● Short exercise
Reproduce the listing that follows verbatim, keeping every line and coordinate unchanged.

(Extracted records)
((

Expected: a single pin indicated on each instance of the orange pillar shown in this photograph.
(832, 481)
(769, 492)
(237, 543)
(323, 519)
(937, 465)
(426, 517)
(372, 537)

))

● Written answer
Expected: a single pin indicated on each instance of the orange pillar shown in this photograph.
(832, 481)
(769, 492)
(237, 543)
(323, 519)
(937, 465)
(426, 517)
(372, 537)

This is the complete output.